--- Extract provided ---
On the Linux server I have set the .py to always be running and installed the latest Spark by following up to step 5 of this guide.
Edit:
Following the advice by davidism I have now instead resorted to simple programs with increasing complexity to localise the error.
Firstly I created .py with just the script from the answer below (after appropriately adjusting the links):
import sys
try:
sys.path.append("your/spark/home/python")
from pyspark import context
print ("Successfully imported Spark Modules")
except ImportError as e:
print ("Can not import Spark Modules", e)
This returns "Successfully imported Spark Modules". However, the next .py file I made returns an exception:
from pyspark import SparkContext
sc = SparkContext('local')
rdd = sc.parallelize([0])
print rdd.count()
This returns exception:
"Java gateway process exited before sending the driver its port number"
Searching around for similar problems I found this page but when I run this code nothing happens, no print on the console and no error messages. Similarly, this did not help either, I get the same Java gateway exception as above. I have also installed anaconda as I heard this may help unite python and java, again no success...
Any suggestions about what to try next? I am at a loss.
Okay, so I'm going to answer my own question in the hope that someone out there won't suffer the same days of frustration! It turns out it was a combination of missing code and bad set up.
Editing the code:
I did indeed need to initialise a Spark Context by appending the following in the preamble of my code:
from pyspark import SparkContext
sc = SparkContext('local')
So the full code will be:
from pyspark import SparkContext
sc = SparkContext('local')

--- Extracted records ---
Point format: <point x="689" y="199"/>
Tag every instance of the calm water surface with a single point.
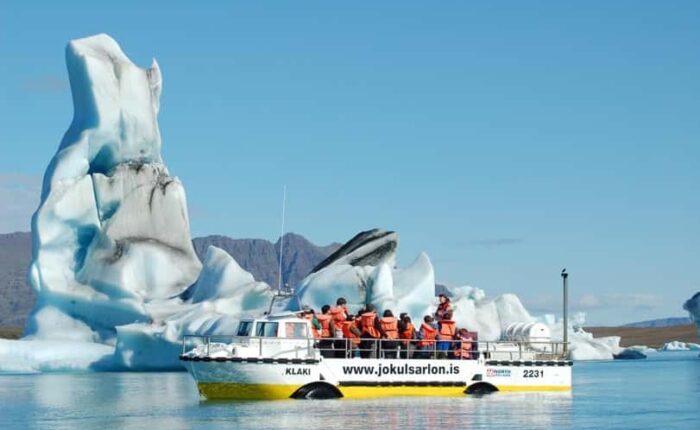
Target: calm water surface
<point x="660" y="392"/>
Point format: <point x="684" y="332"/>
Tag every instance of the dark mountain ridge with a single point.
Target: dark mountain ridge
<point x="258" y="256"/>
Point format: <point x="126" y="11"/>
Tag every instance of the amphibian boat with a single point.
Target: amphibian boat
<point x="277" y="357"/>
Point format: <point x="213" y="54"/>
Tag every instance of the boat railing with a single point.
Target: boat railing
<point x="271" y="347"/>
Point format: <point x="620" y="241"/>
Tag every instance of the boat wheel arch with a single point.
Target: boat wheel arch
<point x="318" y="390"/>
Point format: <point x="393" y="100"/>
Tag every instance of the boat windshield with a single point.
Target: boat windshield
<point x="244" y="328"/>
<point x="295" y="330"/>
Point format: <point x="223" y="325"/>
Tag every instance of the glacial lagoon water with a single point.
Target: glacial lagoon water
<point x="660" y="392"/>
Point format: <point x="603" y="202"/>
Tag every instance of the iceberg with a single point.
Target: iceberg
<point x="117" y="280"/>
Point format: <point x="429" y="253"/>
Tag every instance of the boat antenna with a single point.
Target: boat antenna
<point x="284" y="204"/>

* * *

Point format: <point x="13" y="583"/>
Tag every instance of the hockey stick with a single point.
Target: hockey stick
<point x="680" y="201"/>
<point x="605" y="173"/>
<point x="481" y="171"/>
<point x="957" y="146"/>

--- Task details ---
Please list each distinct Python import statement that appears in the Spark excerpt, counting repeated lines only once.

--- Right answer ---
- import sys
- from pyspark import context
- from pyspark import SparkContext